Exercise details: Quote each record exactly, please, leaving none out.

= Beginning of Section =

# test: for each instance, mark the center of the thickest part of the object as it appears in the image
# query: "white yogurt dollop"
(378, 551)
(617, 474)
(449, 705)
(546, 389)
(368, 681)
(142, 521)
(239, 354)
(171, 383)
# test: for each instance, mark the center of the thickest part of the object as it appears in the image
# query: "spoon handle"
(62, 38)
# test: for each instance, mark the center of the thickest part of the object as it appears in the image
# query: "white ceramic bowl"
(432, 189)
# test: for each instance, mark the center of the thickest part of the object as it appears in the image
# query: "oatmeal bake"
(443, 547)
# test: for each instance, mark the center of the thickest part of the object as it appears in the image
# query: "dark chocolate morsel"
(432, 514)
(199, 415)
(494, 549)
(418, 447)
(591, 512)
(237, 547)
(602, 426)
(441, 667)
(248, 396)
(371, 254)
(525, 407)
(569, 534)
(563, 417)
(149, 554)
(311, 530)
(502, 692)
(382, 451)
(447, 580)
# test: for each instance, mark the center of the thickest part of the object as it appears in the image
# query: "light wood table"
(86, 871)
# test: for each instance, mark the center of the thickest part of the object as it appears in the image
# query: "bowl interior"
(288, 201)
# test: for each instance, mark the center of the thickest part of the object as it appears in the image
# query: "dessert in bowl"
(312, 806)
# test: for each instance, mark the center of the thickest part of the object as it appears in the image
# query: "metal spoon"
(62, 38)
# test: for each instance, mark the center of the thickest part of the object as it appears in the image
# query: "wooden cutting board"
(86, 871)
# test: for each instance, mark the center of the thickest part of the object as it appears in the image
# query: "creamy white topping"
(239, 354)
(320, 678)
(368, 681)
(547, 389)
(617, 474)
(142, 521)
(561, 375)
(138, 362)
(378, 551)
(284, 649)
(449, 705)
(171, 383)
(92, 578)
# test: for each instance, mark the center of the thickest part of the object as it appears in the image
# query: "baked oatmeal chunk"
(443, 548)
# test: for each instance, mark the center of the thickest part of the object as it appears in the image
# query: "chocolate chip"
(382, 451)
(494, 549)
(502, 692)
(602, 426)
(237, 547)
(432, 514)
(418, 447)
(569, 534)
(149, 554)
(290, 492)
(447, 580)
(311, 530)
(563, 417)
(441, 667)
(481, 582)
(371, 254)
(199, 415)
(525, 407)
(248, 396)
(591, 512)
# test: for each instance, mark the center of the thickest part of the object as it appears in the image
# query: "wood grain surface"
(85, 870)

= End of Section =

Output for this exercise:
# test: for each instance, mark the center of the thickest part of the object as it appears in the image
# query: "white yogurt dollop"
(378, 551)
(617, 474)
(449, 705)
(546, 389)
(368, 681)
(142, 521)
(239, 354)
(171, 383)
# test: for each instance, mark the center of the thickest part of the object as it appears in the image
# query: "spoon handle"
(62, 38)
# test: for each instance, mark the center of the thickest part of the object as it appears in the image
# query: "white ceramic bowl"
(432, 189)
# test: for each instance, mark the center of the thickest part of the object as it appears in the image
# query: "oatmeal bake"
(443, 547)
# test: for each instance, mark the center of the thickest part of the object as it appears in the image
# query: "dark chocolate morsel"
(432, 514)
(199, 415)
(494, 549)
(418, 447)
(591, 512)
(237, 547)
(602, 426)
(441, 667)
(248, 396)
(371, 254)
(525, 407)
(569, 534)
(563, 417)
(149, 554)
(311, 530)
(502, 692)
(382, 451)
(447, 580)
# test: for each instance, mark the center of the thickest part of the object as it appears in the image
# query: "light wood table"
(86, 871)
# test: for each instance, mark the center of the thickest part of the object as it appears in the image
# query: "bowl interior"
(288, 201)
# test: for each instance, mark the center of the thickest part of the object as it appears in the image
# query: "dessert in bowl"
(312, 806)
# test: for each instance, mark the center of the thickest part of the object as it appears in the image
# query: "metal spoon"
(62, 38)
# test: for each instance, mark the center of the thickest part of the object as it appears in the image
# query: "wooden cutting board"
(86, 871)
# test: for each instance, mark the center of the thickest part of the object as it appears in the image
# query: "creamy white topping"
(239, 354)
(320, 678)
(368, 681)
(547, 389)
(617, 474)
(142, 521)
(561, 375)
(138, 362)
(378, 551)
(284, 649)
(449, 705)
(171, 383)
(92, 578)
# test: for each instance, mark the center of the thickest part of the object as it appears in the image
# query: "baked oatmeal chunk"
(443, 548)
# test: for each instance, mark the center of the thickest part of the object as it appears in the image
# query: "chocolate chip"
(382, 451)
(494, 549)
(502, 692)
(602, 426)
(237, 547)
(432, 514)
(418, 447)
(569, 534)
(149, 554)
(290, 492)
(447, 580)
(311, 530)
(563, 417)
(441, 667)
(481, 582)
(371, 254)
(199, 415)
(525, 407)
(248, 396)
(591, 512)
# test: for each instance, mark the center of the thickest part of the object as it appears in the image
# query: "wood grain surface"
(85, 870)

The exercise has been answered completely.